Transcribe exactly, and only, the lines from the one with "Can you find the windshield" through the end of the records below, including both of those lines. Skip all pictures.

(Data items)
================================
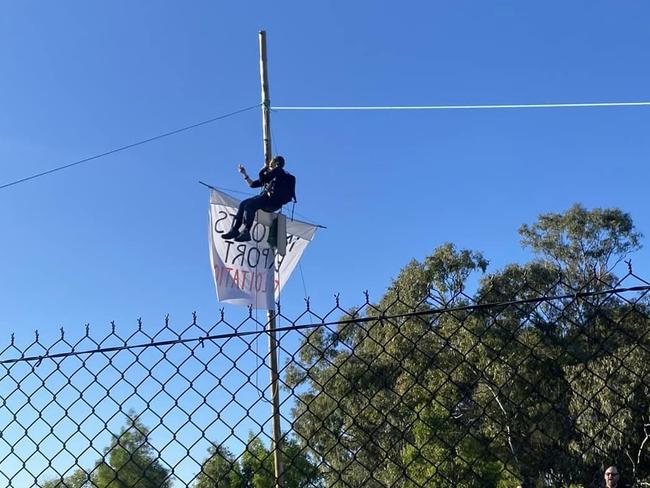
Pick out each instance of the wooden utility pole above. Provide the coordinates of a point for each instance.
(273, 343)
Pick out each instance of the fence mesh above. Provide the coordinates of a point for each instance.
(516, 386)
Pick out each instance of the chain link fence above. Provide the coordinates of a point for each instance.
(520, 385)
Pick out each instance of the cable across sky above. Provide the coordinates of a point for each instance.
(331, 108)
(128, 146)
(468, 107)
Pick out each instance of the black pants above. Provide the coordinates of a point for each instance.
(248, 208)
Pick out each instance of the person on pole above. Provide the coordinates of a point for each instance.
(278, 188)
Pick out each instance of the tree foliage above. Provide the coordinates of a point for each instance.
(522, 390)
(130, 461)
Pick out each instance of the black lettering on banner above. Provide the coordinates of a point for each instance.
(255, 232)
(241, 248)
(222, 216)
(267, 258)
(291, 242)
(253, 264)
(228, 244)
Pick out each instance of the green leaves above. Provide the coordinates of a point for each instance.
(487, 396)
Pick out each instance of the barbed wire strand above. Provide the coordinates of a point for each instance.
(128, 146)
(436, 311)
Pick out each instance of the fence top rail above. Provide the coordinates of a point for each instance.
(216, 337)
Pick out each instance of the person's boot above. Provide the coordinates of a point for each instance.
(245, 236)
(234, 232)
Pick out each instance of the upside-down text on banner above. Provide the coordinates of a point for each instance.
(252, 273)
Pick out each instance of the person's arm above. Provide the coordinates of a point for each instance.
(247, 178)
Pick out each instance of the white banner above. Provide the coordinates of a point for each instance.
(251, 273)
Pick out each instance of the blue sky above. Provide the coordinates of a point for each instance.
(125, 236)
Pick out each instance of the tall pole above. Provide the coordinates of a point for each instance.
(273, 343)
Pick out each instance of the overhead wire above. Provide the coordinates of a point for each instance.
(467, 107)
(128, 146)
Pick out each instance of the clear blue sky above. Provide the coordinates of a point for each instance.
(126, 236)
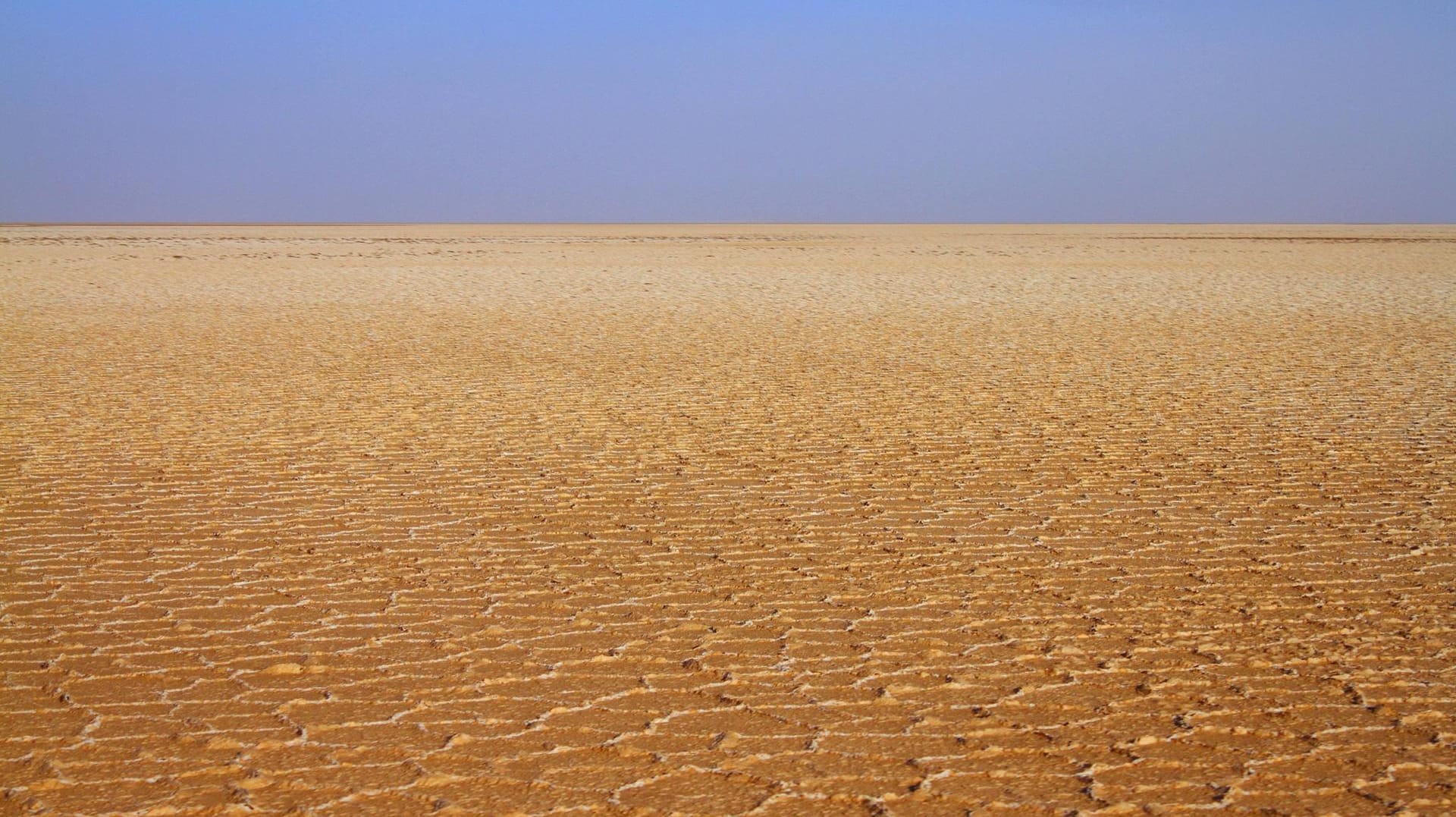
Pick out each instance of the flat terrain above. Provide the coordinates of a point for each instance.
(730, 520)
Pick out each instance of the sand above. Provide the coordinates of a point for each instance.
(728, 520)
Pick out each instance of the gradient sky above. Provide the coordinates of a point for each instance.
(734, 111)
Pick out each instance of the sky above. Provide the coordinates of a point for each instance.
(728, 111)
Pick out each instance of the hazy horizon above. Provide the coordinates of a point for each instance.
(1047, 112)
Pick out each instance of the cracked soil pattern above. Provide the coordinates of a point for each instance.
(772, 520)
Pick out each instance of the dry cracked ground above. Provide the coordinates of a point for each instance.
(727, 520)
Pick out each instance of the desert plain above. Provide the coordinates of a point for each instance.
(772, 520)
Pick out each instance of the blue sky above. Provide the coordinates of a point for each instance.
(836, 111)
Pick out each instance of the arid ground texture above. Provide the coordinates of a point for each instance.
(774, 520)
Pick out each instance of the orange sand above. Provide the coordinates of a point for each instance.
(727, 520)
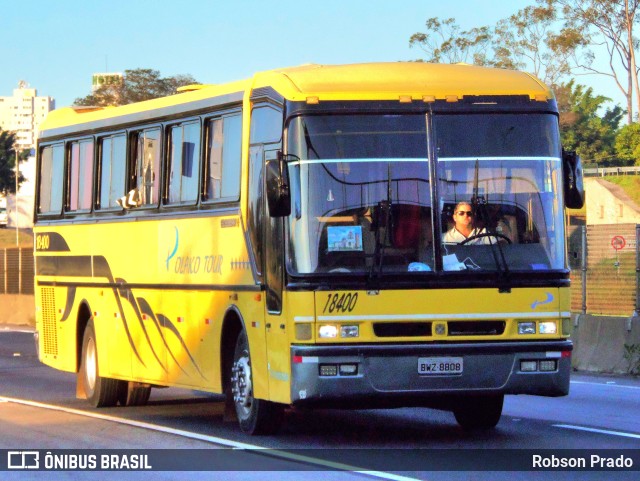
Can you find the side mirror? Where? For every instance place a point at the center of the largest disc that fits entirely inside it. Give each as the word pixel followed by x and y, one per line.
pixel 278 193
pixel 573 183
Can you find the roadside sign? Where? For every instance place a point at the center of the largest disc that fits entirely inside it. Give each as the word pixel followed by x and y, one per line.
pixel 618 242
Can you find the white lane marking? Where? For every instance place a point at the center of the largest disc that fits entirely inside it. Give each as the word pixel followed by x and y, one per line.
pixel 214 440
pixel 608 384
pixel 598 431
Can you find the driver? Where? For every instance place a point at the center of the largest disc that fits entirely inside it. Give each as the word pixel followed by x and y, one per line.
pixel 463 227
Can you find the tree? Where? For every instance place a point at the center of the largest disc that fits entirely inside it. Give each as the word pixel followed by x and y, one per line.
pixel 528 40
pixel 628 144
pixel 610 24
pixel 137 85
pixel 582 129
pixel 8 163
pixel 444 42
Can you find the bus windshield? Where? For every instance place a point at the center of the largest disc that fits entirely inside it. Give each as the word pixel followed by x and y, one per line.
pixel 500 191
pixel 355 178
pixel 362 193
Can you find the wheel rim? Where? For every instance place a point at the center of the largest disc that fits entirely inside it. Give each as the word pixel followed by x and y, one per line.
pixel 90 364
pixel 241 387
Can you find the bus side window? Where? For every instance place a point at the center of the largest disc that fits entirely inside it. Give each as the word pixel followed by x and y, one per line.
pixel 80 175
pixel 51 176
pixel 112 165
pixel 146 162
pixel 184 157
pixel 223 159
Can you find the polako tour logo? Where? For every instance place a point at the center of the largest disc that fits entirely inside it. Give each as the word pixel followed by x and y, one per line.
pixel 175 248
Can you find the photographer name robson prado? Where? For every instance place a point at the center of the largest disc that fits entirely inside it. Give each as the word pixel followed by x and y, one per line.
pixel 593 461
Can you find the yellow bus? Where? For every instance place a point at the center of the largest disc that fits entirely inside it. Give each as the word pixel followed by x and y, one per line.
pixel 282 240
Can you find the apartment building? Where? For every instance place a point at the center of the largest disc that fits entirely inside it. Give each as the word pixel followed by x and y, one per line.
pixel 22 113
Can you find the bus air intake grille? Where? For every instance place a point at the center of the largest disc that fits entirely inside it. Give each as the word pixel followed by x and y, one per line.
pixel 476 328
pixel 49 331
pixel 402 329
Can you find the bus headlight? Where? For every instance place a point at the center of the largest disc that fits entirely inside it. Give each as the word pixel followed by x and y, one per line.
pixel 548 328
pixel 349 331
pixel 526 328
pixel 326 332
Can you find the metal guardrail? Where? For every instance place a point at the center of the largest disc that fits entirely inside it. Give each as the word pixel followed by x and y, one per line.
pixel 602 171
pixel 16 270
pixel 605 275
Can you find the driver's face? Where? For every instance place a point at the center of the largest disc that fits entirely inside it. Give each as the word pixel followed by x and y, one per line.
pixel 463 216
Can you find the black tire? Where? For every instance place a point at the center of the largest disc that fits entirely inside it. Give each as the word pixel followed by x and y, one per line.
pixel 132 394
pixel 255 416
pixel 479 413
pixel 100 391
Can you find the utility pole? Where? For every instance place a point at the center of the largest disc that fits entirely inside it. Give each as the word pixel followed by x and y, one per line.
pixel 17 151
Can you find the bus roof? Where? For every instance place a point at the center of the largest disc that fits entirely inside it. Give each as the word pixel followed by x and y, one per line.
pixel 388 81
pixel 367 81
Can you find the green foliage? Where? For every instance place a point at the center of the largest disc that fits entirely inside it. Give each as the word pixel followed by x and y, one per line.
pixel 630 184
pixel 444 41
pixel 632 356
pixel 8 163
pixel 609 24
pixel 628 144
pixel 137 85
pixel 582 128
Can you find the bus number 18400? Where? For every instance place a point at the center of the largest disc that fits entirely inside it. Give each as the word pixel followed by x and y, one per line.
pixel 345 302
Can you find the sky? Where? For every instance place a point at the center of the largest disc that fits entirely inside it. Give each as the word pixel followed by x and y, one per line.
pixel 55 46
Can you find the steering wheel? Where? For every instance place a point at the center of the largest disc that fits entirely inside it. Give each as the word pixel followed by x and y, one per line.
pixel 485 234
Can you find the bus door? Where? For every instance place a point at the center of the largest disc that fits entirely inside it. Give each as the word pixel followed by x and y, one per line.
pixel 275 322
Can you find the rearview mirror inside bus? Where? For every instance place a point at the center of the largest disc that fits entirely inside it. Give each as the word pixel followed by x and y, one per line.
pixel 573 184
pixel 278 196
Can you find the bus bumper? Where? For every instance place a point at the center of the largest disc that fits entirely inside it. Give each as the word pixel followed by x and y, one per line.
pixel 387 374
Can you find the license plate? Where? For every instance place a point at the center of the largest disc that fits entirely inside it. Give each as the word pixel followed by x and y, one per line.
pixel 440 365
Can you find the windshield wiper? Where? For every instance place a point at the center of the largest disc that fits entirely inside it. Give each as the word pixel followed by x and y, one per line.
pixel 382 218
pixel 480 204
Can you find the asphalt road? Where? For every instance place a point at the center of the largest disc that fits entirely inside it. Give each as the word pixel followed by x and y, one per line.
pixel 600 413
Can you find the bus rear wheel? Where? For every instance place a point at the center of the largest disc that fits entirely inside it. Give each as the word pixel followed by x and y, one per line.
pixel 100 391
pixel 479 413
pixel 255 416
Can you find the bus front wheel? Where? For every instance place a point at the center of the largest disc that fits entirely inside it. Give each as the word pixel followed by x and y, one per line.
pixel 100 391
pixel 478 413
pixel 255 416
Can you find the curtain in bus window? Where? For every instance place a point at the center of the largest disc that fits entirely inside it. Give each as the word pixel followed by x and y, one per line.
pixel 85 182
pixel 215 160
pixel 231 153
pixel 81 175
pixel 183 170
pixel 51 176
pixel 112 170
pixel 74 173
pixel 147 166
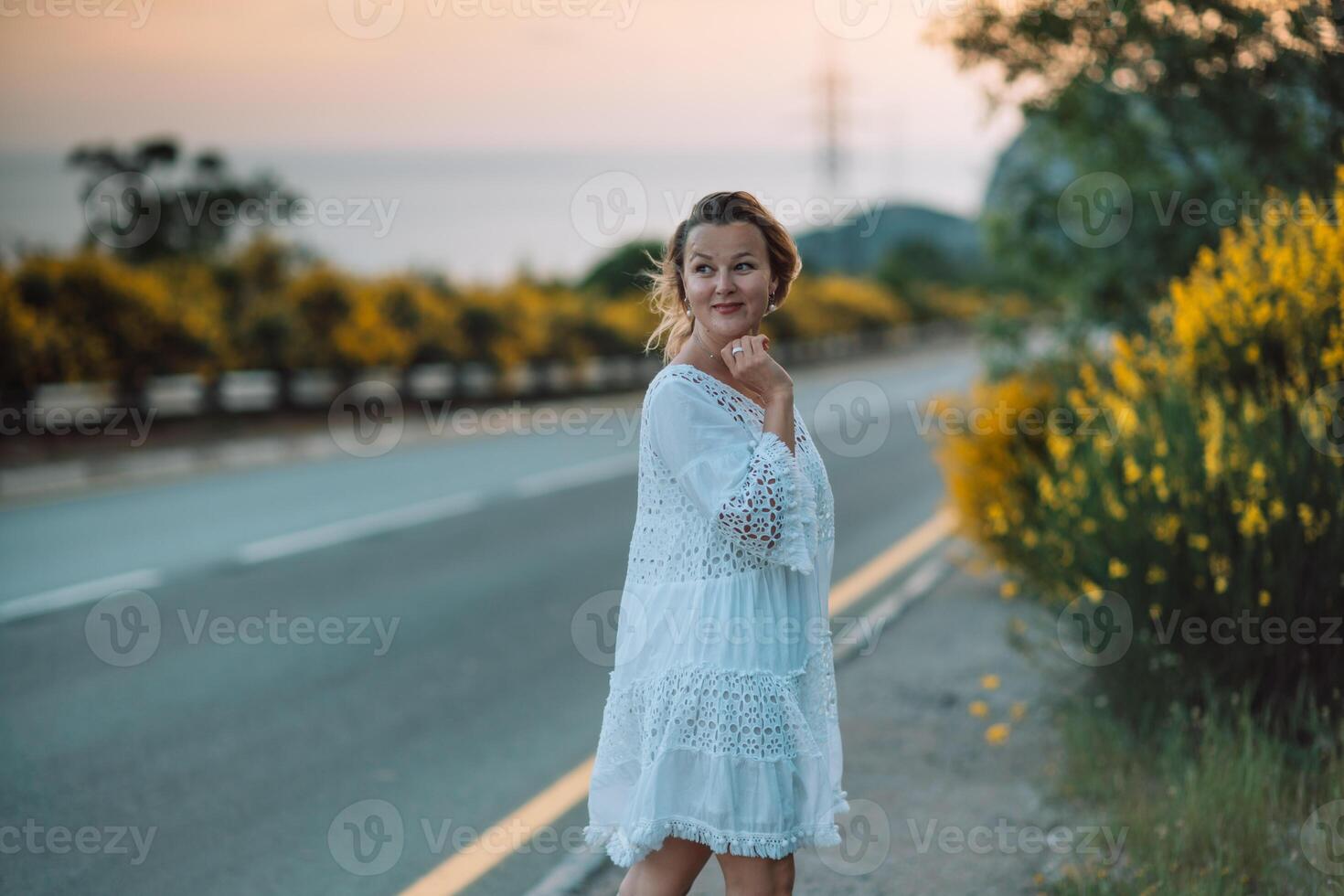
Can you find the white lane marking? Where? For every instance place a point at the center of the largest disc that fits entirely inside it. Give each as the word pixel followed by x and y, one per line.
================================
(Task response)
Can you find the windshield wiper? Where? For every instance place a point at the center of the largest disc that fits entirely inside it. Give each as the word pixel followed by x and y, one per line.
pixel 382 218
pixel 480 204
Can you find the asphalt road? Where? For every instance place a point at the center of the largest disc that fits entirely inside it. Give each as the word pixel followed by x and y, one per line.
pixel 600 413
Can you find the bus rear wheel? Where? For every instance place a point at the center of the largest disc that fits entirely inside it. Give each as the word pixel followed by x and y, one per line.
pixel 100 391
pixel 479 413
pixel 255 416
Can you find the bus front wheel? Where? For every instance place a point at the center of the largest disc that fits entirely inside it. Give each as the word pixel followed by x and y, one per line.
pixel 100 391
pixel 478 413
pixel 255 416
Can you find the curtain in bus window? Where? For every instance place a point at the center of the largest disc that fits entirely inside it. Give each as the word pixel followed by x and y, one per line.
pixel 85 182
pixel 215 160
pixel 231 153
pixel 81 175
pixel 183 170
pixel 51 176
pixel 112 170
pixel 74 173
pixel 147 166
Can you find the white lane marking? Where? For every instance place a point at the center of the largest disc that fits entirely inside it. Give each as the word pixel followed by x and y, one per line.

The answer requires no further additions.